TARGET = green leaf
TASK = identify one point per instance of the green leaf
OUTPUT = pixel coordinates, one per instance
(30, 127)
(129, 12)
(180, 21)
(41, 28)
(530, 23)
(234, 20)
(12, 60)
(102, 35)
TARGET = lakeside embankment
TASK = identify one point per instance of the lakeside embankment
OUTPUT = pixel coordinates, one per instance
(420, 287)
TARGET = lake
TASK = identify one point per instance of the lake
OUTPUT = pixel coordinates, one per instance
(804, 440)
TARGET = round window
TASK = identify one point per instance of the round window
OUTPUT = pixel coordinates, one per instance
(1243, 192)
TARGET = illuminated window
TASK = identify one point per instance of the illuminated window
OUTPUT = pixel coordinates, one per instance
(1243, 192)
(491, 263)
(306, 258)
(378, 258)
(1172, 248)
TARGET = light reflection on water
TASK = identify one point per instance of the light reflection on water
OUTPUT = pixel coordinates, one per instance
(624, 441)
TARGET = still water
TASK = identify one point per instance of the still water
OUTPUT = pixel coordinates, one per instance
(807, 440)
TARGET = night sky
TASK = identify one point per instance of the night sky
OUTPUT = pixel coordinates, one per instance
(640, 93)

--------------------

Render everything from the first line down to the line containing "(1172, 248)" as a Markdown table with the columns Row and Line text, numbering each row and omitting blank lines.

▶ **Task answer**
| Row | Line text |
|---|---|
| 1 | TARGET = green leaf |
| 2 | TASK = identify one point per instance of the green leaf |
| 3 | OUTPUT = pixel coordinates, one per instance |
| 4 | (30, 127) |
| 5 | (129, 12) |
| 6 | (180, 21) |
| 7 | (41, 28) |
| 8 | (530, 23) |
| 9 | (234, 20) |
| 10 | (12, 60) |
| 11 | (102, 35) |
| 12 | TARGET = lakeside embankment |
| 13 | TASK = identify one point per instance of the lakeside embankment |
| 14 | OUTPUT = pixel coordinates, one per instance |
| 15 | (420, 287) |
| 16 | TARGET = lake |
| 17 | TASK = identify one point per instance of the lake |
| 18 | OUTPUT = pixel coordinates, one per instance |
| 19 | (804, 440) |
| 20 | TARGET = round window |
| 21 | TASK = identify one point per instance of the round window |
| 22 | OUTPUT = pixel coordinates, one per instance |
| 23 | (1243, 192) |
| 24 | TARGET = illuminated window |
| 25 | TASK = identify one point per instance of the illuminated window |
| 26 | OUTPUT = pixel coordinates, one per instance |
| 27 | (1243, 192) |
| 28 | (491, 263) |
| 29 | (306, 258) |
| 30 | (378, 258) |
| 31 | (1172, 248) |